_Text extract:_
══════════
Steve Sensenig said...

This is good stuff. I like what Wayne said about it. And I agree completely with you that we shouldn't reach out to people just to invite them to our house church.

Somehow, we have to get to a point where we are actually living Christ out in front of others and taking those relationships whatever direction they go in the process of making disciples of Jesus.

Whenever evangelism or discipleship comes down to a "program", or is summarized in steps of a process, I fear we've already headed off in the wrong direction. I'm starting to think that there was a reason Jesus didn't give specific steps to follow in making disciples. He just said that as we are going into the world, we are to make disciples, teaching them what he commanded us. That can happen in so many ways.

You wrote: For now, I can see a house church for fellowship, support and encouragement; but I'm not quite getting what it has to do with everday incarnational living.

I think that's the point. Incarnational living is not about having church meetings. The point of the church gathering is to edify each other, and so that those gifted in an Eph 4 fashion can help equip the body. The "incarnational" aspect, as far as I can tell in Scripture, is outside the meeting (although the meeting times may occasionally have unbelievers present, who will be confronted with the truth, as in 1 Cor 14).

steve :)

jeff said...

I think the true problem is that we are taking something (the Gospel) which is faith based and we turn it into something that is seen. We walk by faith, not by sight. Trying to find a way to incarnate faith is tough! It took the perfect Son of God to pull it off. The odds that we will hit the right balance seem remote to me! However, here we are, having to do something with it. I'm not sure the spreading of the Gospel has to be made an institution. It takes people walking by faith. I suppose I'm not making sense. I know what I'm trying to say!

David Cho said...

This reminds me of what international students said at my college. Various ministry groups reached out to them to invite them over and "befriend" them to share the gospel, etc.

Many shared the feelings of being treated like projects, and not friends. And their observations were quite accurate. If you listened to people in this kind of ministry sharing "prayer requests" about international students that they were working with, keen observers would get the sense that they did this out of duty, and treated them as projects.

Of course, there were exceptions, and they were few and far between as most exceptions are.

trace said...

grace, thanks for these thoughts and for sharing wayne's as well. and I appreciate the thoughts of those who've already commented. it confirms the constant juggling of being a 'church' (legal entity) and its people just being the church. in my neck of the woods (new england), churches without church buildings struggle earning trust and credibility (are you guys really a church?). my own community started in a home and over the course of the past 13 years has met in a middle school cafeteria, a high school auditorium, and for the past few years, our ymca gym. we've done a great job at creating a culture and faith community that builds relationships, reaches out to our community, helps people connect with God, and that is our central focus.....but many many people we reach out to are reluctant to come visit a church that meets in the ymca....
══════════
_Listing:_
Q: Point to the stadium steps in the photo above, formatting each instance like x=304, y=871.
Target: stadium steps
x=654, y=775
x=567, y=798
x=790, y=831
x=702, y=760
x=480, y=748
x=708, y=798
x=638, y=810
══════════
_Written instruction:_ Extend the comment thread on house churches and incarnational living, starting right after its last sentence.

_Answer to the problem:_
Trailady said...

Good to see you are keeping it real. I too doubt my own motives after so many years of "evangelism" under the guise of bringing people into the same legalism that I was burdened with. I simply want to love because that's what God does- no strings attached. I love reading your thoughts! :o)

Michael said...

Partaking of the bread together, “in My Name”- that's all that was asked of folk who wish to come together and ponder the holy wonder of the world. All bread is holy, it is the manner (manna! excuse the pun!) in which it is taken.

Linda said...

You guys have such amazing comments. I'm sorry I didn't reply to them sooner.

Pam,
I really enjoyed the article. I was curious about the pastor's source of income. That seems to be the big difference between those who pursue this as a vocation compared to those who pursue this as a way of life mixed in with their responsibilities to career and family.

steve,
Thanks for your wise comments. I agree that the point of gathering would be for encouraging and equipping. Shedding the ingrained programmatic ideas for reaching "the lost" has required unlearning some traditional evangelical thought processes, beginning with removing the label in order to see people as individuals.

Jeff,
I think I understand you. How do we take our own walk of faith and translate it into something that is visible to others? Seems like a good question to me.

David,
This is exactly what I mean. I want to be able to see and treat people in a way that is sincere and doesn't put them in the role of a project. I think this means that I simply love them to the best of my ability and trust that Christ's love in me will make a difference in their life.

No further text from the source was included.